* _DATA SHOWN_
• • • • •
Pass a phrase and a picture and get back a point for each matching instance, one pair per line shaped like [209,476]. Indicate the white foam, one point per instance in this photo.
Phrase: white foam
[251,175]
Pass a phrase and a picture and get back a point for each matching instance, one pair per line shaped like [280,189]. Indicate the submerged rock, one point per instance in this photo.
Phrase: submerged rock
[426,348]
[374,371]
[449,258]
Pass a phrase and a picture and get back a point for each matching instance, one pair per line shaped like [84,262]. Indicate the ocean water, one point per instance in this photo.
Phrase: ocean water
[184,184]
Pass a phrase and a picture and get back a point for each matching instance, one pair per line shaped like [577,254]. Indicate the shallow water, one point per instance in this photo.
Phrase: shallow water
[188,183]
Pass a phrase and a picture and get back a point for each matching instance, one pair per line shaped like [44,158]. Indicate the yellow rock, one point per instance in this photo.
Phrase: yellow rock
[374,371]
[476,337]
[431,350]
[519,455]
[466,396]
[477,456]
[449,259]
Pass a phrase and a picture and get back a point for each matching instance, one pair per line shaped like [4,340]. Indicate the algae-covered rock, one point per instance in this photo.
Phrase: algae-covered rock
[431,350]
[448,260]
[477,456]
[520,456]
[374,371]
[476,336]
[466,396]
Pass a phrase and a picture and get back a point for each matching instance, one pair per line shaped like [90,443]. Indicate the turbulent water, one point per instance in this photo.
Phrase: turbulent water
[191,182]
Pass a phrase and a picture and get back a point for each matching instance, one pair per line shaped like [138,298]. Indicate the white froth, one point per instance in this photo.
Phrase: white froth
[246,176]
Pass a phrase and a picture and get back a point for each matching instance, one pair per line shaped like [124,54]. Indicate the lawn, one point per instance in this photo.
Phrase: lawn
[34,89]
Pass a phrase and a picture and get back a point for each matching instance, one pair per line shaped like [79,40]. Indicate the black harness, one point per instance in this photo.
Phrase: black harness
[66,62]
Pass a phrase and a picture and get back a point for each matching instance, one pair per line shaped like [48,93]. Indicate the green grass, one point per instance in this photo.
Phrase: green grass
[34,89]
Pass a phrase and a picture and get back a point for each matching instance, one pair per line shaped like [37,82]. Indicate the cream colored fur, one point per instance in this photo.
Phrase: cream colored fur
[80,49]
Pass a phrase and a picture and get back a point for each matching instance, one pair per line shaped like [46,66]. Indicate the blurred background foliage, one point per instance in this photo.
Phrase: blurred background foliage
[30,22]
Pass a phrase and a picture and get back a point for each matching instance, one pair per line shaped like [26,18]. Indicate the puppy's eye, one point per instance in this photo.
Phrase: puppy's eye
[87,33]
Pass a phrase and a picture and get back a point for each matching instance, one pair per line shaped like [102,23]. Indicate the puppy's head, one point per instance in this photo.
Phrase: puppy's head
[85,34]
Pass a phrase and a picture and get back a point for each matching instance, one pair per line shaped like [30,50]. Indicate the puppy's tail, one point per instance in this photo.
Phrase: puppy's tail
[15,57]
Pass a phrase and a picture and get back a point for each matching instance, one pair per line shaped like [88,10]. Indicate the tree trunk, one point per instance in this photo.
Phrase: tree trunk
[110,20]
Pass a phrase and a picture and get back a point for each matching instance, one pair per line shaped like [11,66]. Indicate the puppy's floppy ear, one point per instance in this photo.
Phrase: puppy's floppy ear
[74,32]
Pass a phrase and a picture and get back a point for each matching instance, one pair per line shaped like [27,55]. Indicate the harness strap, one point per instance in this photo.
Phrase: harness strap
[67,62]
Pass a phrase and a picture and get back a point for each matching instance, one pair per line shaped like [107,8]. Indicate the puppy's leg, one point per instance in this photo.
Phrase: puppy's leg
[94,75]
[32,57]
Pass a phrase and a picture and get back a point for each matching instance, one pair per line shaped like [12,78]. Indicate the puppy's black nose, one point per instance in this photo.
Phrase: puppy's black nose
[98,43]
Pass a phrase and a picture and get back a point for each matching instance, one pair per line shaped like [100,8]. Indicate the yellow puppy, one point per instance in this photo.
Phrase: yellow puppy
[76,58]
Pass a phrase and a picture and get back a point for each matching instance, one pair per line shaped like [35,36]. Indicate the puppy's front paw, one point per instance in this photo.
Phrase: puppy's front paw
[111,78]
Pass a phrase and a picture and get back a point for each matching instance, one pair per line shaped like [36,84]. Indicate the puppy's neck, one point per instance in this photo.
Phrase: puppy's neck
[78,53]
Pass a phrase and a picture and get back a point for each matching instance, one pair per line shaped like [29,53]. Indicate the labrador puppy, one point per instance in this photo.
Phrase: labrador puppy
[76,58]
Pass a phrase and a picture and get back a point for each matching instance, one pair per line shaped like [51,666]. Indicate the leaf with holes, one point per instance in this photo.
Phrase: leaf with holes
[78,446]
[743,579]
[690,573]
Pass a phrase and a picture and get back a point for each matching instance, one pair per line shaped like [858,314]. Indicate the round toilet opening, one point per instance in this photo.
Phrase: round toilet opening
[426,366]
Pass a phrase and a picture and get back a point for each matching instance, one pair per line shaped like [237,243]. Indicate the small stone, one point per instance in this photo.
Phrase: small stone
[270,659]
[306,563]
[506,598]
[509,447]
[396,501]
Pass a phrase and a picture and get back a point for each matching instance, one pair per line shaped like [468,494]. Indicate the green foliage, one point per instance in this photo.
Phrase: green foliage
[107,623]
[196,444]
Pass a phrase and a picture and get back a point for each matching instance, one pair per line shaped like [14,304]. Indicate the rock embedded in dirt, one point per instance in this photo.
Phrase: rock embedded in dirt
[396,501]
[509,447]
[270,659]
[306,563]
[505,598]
• • • • •
* _WHAT IS NEEDED_
Reproduce the rows verbatim, beginning with the line that contains "shaped like [29,53]." and continuing through the final line of the rows.

* _ANSWER BELOW_
Pass a phrase and a picture and get back a point for each matching instance, one pair per line shaped like [29,53]. Indicate the labrador puppy, one point per instance in this photo.
Phrase: labrador puppy
[76,58]
Pass a phrase and a picture and get back a point for each matching instance, one pair per line shaped like [51,666]. Indicate the leaf with holes, one point per instance in this photo.
Phrase: leaf with holes
[78,446]
[743,579]
[690,573]
Pass a phrase and a picture and get back a point for each matching instance, one pair per line shaped like [858,314]. Indicate the round toilet opening, one point per instance in this photo.
Phrase: round toilet opening
[426,366]
Pass a phrase and a picture and get back a point for each matching instance, one pair per line shaped like [237,243]. Indicate the small stone, one point per instance in this photo.
Phrase: small stone
[270,659]
[306,563]
[506,598]
[509,447]
[396,501]
Pass a phrase and a picture and get back a point for each matching instance, one pair per line shaped like [468,494]. Indicate the green foliage, one point per instance in this photo.
Phrase: green foliage
[107,623]
[196,444]
Pass a phrase and a picture and get back a point for each matching instance, one pair per line shaped like [14,304]. Indicate the rock embedded in dirt, one point per instance in this photo.
Phrase: rock embedded in dirt
[396,501]
[509,447]
[270,659]
[306,563]
[505,598]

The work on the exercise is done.